Conférence “Crise de l’islam, le soufisme est-il une solution ?”Razika Adnani – Université Populaire de Caen-
Séminaire de Razika Adnani : “Penser l’islam”
Université Populaire de Caen
Lieu : Musée des beaux-arts de Caen, Château de Caen – 14000 CAEN
Horaire : de 14h30 à 16h30
Présentation de la conférence
Pour beaucoup de musulmans l’idée d’une crise de l’islam commence à se présenter comme une réalité. Si certains pensent que la réforme visant un islam plus adapté à l’époque actuelle est la seule issue à cette crise, d’autres sont convaincus que la solution existe déjà et qu’elle réside dans le soufisme. De nombreux pays encouragent le retour au soufisme et réhabilitent les confréries soufies et beaucoup de personnes aiment se déclarer comme étant soufies. Quelles sont les raisons d’une telle fascination pour le soufisme ? Le soufisme est-il réellement la solution qui permettra à l’islam et aux musulmans de sortir de cette crise ? Ou est-ce simplement un effet de mode ?
Résumé
Le soufisme séduit de plus en plus. Beaucoup voient en lui l’antidote contre le salafisme, le radicalisme, l’islam politique qui alimentent la violence au nom de l’islam. Dans les pays musulmans, comme l’Algérie, l’Égypte, le Maroc, on encourage le retour au soufisme et on réhabilite les confréries soufies mises à l’épreuve depuis l’expansion wahhabite. Aussi pour se distinguer de l’islam radical beaucoup de personnes préfèrent-elles se présenter comme étant soufies. En Occident, la fascination pour le soufisme connaît également une grande ampleur.

● **Consigne A**:
D'après le texte sur la conférence consacrée au soufisme, quels pays musulmans encouragent le retour au soufisme ?
● **Consigne B**:
Poursuivez le texte sur la conférence consacrée au soufisme à partir de l'endroit où il s'arrête.

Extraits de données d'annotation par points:

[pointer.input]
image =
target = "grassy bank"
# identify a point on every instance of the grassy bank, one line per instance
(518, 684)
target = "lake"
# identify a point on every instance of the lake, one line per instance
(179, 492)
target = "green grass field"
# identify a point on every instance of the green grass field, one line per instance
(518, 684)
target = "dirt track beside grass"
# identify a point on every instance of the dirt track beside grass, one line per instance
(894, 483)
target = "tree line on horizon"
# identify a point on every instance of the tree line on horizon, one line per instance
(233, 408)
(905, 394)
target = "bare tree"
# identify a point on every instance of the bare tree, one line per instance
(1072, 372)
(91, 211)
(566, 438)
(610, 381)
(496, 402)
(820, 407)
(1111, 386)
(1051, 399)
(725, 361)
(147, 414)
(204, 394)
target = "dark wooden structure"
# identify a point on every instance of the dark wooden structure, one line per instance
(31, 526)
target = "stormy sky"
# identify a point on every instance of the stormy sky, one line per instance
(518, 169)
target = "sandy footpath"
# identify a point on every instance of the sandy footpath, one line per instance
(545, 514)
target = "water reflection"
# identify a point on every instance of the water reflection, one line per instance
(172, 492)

● **Réponse A**:
L'Algérie, l'Égypte et le Maroc.

● **Réponse B**:
La fascination pour le soufisme réside dans le fait qu’il se veut un islam spirituel. Il se présente ainsi comme une solution à la suprématie de la dimension sociale en islam, c’est-à-dire la charia considérée par la grande majorité des musulmans comme sacrée et intemporelle, ce qui constitue un obstacle à l’évolution des sociétés musulmanes et entrave leur passage à l’ère de la modernité. En Occident et notamment en France où la laïcité connaît une difficulté face à ce corpus législatif, de plus en plus revendiqué, encourager le soufisme se présente comme la meilleure façon d’aller vers un islam plus compatible avec les valeurs de la république.
Le soufisme est également connu pour être une doctrine de tolérance, ce qui ne peut que séduire alors que la violence au nom de l’islam inquiète. Ce critère de tolérance lui est attribué par le fait qu’il fait prévaloir la dimension spirituelle de l’islam. Or, dans une spiritualité, ayant comme seul objectif l’adoration du divin, non seulement tous les islams se valent mais aussi toutes les religions. Toutefois, l’élément le plus séduisant dans le discours soufi est sa théorie sur l’amour ; quoi de meilleur que l’amour pour contrer la violence et le fanatisme ?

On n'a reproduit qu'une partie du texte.